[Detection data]
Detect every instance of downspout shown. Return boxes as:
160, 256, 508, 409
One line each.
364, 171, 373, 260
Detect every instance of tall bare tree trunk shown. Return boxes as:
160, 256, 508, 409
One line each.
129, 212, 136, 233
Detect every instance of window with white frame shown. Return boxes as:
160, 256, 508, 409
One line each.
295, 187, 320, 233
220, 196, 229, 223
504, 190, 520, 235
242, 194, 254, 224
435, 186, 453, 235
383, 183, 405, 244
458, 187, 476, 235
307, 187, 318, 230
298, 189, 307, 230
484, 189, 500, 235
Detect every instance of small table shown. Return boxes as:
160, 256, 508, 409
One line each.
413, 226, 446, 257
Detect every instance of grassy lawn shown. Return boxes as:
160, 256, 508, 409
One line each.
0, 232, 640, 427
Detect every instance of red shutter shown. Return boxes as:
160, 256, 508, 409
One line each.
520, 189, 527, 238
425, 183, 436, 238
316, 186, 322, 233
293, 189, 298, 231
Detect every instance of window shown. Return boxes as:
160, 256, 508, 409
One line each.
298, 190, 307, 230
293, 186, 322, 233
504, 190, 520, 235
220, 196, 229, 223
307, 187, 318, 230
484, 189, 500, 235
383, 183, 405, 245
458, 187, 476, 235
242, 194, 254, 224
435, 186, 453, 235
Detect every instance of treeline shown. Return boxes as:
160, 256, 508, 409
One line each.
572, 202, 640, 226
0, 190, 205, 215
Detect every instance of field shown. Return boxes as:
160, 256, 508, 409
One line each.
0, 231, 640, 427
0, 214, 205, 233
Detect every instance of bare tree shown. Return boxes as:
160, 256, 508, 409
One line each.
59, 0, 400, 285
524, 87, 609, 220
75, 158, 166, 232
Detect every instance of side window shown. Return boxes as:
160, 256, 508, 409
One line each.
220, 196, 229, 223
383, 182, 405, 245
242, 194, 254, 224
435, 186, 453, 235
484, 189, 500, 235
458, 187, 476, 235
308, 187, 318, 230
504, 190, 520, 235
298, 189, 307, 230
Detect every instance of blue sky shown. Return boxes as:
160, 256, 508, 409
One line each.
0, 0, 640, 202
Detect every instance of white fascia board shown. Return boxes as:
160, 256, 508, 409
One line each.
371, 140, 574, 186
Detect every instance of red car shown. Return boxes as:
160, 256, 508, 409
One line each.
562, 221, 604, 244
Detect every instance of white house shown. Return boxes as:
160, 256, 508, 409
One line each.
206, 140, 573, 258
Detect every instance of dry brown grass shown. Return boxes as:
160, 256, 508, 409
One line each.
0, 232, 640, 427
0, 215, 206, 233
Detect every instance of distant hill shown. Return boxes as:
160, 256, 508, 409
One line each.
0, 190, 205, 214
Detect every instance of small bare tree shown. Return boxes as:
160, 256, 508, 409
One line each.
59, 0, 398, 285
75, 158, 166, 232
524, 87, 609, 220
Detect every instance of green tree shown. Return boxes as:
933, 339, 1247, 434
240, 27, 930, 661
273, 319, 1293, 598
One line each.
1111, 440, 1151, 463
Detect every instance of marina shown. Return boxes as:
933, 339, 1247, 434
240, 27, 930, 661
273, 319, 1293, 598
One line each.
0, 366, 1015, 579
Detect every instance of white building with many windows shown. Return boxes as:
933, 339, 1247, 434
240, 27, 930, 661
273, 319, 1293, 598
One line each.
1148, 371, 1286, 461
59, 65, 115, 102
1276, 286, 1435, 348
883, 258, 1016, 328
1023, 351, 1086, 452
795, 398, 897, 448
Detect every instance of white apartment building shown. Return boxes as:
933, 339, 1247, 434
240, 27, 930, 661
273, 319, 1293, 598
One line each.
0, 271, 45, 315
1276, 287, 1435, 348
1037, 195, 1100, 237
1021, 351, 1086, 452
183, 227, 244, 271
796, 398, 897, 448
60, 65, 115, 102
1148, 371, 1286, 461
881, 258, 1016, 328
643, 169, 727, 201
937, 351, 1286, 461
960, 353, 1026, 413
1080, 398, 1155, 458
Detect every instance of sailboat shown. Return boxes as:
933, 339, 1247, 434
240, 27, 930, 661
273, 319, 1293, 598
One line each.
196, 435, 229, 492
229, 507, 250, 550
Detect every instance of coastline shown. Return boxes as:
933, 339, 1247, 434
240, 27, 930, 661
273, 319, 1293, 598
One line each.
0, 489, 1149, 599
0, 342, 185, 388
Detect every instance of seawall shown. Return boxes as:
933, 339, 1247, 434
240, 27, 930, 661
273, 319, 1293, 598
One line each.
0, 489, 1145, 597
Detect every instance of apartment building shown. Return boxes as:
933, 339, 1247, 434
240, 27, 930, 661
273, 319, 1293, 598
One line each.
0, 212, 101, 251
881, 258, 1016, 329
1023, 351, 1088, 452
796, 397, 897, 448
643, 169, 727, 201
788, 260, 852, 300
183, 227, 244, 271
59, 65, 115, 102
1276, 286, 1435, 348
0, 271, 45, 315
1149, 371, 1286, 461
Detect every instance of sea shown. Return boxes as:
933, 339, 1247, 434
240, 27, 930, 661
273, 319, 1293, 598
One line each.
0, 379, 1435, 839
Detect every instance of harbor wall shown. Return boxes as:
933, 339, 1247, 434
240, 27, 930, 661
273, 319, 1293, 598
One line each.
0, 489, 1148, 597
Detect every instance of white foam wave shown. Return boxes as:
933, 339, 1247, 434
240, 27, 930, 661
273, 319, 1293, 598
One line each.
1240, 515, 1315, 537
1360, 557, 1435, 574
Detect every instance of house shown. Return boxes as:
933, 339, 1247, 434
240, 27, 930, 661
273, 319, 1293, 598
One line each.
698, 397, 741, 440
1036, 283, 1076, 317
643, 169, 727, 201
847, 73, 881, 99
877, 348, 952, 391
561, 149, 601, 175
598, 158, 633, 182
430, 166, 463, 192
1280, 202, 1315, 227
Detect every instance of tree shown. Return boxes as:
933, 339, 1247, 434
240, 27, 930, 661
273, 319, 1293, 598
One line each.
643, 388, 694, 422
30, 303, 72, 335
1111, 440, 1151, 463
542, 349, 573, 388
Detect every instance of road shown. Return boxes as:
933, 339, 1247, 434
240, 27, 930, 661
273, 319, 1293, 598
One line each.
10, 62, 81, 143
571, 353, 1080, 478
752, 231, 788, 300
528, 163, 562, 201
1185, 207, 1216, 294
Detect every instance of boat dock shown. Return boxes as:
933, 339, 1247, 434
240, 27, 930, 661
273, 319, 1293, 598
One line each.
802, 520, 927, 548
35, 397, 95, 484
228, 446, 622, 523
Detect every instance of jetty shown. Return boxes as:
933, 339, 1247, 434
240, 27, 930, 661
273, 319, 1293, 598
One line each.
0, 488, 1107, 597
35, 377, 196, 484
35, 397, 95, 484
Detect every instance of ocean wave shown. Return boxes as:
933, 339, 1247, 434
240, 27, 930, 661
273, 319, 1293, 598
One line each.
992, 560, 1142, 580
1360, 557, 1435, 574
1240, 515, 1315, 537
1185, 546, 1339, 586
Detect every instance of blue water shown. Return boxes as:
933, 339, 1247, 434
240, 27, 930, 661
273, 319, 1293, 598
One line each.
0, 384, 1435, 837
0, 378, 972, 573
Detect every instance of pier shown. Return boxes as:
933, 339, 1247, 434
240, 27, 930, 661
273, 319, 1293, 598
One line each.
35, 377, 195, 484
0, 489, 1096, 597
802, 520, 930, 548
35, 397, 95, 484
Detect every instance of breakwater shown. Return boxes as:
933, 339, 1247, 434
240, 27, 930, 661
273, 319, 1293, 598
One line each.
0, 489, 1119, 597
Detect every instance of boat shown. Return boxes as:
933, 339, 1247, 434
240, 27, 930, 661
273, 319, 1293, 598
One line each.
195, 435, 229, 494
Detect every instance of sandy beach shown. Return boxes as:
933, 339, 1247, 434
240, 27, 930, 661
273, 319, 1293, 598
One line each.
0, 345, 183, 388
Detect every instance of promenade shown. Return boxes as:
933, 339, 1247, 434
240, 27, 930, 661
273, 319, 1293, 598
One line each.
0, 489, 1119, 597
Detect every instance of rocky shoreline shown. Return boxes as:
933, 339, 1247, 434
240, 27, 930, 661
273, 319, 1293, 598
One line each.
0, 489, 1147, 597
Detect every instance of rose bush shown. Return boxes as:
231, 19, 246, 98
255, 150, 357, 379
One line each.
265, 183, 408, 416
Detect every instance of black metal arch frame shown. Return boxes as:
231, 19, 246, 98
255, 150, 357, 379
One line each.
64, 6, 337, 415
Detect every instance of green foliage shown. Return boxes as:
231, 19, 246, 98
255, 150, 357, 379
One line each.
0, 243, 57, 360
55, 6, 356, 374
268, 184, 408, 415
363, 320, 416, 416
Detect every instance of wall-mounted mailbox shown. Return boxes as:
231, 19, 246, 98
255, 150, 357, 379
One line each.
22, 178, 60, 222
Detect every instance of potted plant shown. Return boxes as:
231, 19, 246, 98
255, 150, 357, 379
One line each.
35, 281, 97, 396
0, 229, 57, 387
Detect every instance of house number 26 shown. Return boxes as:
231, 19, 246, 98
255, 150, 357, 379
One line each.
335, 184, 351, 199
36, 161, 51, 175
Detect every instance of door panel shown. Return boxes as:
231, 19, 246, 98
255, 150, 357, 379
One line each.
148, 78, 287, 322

# What you have to do
Please gather every line of the data above that contains the string "frame" and copy each one unchanged.

# Solution to the problem
Detect every instance of window with white frame shown. Return boxes as:
Detect every instance of black metal arch frame shown. Return boxes as:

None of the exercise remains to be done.